Optically active organoboron compounds are essential ingredients for medicines and functional materials such as liquid crystals. In particular, because compounds with an oxygen atom existing very close to a boron atom can become the basic structure for medicines, researchers around the world have strived to develop a method to synthesize such compounds. However, success eluded them because of difficulties associated with designing catalysts.

The research team led by Professor Hajime Ito of Hokkaido University’s Graduate School of Engineering, who succeeded in synthesizing optically active organoboron compounds by the borylation of aldehydes a few years ago, used ketone compounds in this research. Ketone compounds are considered to be more difficult than aldehydes to use in asymmetric syntheses.

The team has been improving catalysts to synthesize optically active organoboron compounds since it developed a method for the borylation of organic compounds via a copper (I) catalyst in 2000. In this latest research project, the team members – mainly Dr. Koji Kubota and Shun Osaki of Hokkaido University – conducted experiments to find a suitable catalyst for the borylation of ketones. They found that a type of catalyst element called chiral NHC complex is suitable for the asymmetric borylation of ketones.

According to their findings, ketones reacted efficiently with diboron in the presence of a copper (I)/chiral NHC complex to furnish optically active organoboron compounds. More than ten different types of ketones reacted efficiently under the same conditions. The researchers analyzed how the catalyst works by analyzing the reactions using computational chemistry methods.

“Optically active organoborons formed by our methods can be used to synthesize candidate compounds for medicines and functional materials. The catalytic mechanism we revealed by computational analysis should help develop more efficient catalysts,” says the corresponding author Hajime Ito. The researchers plan to investigate whether the new method can be applied to other compounds such as ketimines, which are generally regarded as difficult to use in asymmetric syntheses.

Data for analysis:
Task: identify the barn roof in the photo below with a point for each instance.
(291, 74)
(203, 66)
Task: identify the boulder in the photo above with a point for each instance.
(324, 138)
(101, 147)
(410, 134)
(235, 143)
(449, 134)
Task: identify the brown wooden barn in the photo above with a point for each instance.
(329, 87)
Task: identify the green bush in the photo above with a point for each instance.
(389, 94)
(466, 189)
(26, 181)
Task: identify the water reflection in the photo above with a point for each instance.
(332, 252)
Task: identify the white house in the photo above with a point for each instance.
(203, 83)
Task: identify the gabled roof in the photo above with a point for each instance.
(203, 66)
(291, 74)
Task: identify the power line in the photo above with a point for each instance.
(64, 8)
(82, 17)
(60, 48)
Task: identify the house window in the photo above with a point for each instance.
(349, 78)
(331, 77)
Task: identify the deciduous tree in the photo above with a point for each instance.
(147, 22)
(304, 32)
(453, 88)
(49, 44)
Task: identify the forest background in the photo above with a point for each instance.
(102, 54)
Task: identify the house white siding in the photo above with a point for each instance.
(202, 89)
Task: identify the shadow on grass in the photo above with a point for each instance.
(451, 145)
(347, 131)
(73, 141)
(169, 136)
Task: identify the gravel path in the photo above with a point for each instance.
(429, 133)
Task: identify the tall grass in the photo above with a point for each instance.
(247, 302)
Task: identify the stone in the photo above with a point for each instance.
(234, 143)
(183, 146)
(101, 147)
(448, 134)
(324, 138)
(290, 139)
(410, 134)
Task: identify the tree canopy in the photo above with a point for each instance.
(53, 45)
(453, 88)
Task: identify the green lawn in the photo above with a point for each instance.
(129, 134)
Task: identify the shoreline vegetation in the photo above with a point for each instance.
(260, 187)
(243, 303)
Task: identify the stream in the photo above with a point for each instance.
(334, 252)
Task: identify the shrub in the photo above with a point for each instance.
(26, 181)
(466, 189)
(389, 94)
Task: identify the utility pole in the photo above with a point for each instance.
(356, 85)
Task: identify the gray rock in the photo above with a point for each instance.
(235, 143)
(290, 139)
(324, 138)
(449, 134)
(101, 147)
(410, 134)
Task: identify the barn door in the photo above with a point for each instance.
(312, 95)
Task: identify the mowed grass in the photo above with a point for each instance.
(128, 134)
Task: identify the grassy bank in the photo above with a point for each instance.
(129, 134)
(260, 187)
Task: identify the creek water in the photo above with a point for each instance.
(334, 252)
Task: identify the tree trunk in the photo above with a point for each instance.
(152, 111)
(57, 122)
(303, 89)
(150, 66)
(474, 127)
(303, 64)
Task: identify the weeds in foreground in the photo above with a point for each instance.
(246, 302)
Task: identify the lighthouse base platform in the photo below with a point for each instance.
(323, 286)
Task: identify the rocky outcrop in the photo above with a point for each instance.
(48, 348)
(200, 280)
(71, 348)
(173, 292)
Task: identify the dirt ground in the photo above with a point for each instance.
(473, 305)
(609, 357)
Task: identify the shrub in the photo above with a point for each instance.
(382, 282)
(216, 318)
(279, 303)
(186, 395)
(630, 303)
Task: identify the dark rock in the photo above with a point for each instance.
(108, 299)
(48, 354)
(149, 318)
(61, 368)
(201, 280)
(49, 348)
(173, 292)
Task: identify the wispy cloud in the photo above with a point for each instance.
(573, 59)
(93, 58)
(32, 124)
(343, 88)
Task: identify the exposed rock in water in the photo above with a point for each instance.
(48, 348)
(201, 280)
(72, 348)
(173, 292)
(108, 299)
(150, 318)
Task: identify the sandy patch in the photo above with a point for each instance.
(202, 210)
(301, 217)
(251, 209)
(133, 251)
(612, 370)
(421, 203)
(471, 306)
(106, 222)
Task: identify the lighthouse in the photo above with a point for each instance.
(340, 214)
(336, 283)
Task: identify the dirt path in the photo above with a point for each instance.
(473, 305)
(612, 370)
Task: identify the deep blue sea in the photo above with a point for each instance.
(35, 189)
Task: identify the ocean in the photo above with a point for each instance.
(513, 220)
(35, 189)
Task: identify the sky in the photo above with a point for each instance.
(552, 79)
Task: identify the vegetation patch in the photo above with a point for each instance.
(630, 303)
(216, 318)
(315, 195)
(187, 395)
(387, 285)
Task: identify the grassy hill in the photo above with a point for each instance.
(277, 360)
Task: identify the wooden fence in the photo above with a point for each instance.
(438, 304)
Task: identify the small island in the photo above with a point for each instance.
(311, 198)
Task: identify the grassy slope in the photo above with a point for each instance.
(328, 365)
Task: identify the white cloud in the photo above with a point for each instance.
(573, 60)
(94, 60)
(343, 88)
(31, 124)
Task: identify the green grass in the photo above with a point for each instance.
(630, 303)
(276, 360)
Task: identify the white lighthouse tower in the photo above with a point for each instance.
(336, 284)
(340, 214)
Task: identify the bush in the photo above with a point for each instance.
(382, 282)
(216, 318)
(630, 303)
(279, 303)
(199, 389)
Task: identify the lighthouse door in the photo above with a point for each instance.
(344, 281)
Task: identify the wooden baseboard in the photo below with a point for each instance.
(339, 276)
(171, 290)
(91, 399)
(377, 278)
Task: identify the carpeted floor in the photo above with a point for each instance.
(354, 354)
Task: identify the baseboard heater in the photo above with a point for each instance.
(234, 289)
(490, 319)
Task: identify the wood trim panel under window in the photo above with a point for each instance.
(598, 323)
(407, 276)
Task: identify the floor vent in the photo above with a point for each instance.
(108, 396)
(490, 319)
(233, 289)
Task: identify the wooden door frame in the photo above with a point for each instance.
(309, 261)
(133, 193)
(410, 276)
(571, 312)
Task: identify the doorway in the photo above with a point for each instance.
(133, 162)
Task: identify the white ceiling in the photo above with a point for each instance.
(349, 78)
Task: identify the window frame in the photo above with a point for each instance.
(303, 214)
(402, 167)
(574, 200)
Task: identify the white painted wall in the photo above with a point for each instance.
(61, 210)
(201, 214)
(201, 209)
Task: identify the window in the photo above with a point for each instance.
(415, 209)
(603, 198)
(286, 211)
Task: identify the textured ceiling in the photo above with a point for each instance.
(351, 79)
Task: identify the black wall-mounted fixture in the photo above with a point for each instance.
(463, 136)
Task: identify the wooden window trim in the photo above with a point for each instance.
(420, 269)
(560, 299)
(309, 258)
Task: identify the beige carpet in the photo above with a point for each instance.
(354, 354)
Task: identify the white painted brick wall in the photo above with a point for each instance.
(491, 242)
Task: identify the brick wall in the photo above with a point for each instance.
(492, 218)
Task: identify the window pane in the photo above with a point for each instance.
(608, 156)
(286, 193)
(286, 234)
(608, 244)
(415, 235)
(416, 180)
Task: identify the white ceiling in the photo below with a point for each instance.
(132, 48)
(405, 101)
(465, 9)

Instructions:
1) Write out the part of the organoboron passage that begins at the words "Optically active organoboron compounds are" and stops after "with designing catalysts.".
2) Answer these questions from the organoboron passage.
(a) In what year did the team develop a method for borylating organic compounds with a copper (I) catalyst?
(b) What kind of catalyst element did the team find suitable for the asymmetric borylation of ketones?
(c) What compounds do the researchers plan to test the new method on?
3) List every person named in the organoboron passage.
The entries are separate material from the organoboron passage.

Solved tasks:
1)
Optically active organoboron compounds are essential ingredients for medicines and functional materials such as liquid crystals. In particular, because compounds with an oxygen atom existing very close to a boron atom can become the basic structure for medicines, researchers around the world have strived to develop a method to synthesize such compounds. However, success eluded them because of difficulties associated with designing catalysts.

2)
(a) 2000
(b) A chiral NHC complex
(c) Other compounds such as ketimines

3)
Hajime Ito
Koji Kubota
Shun Osaki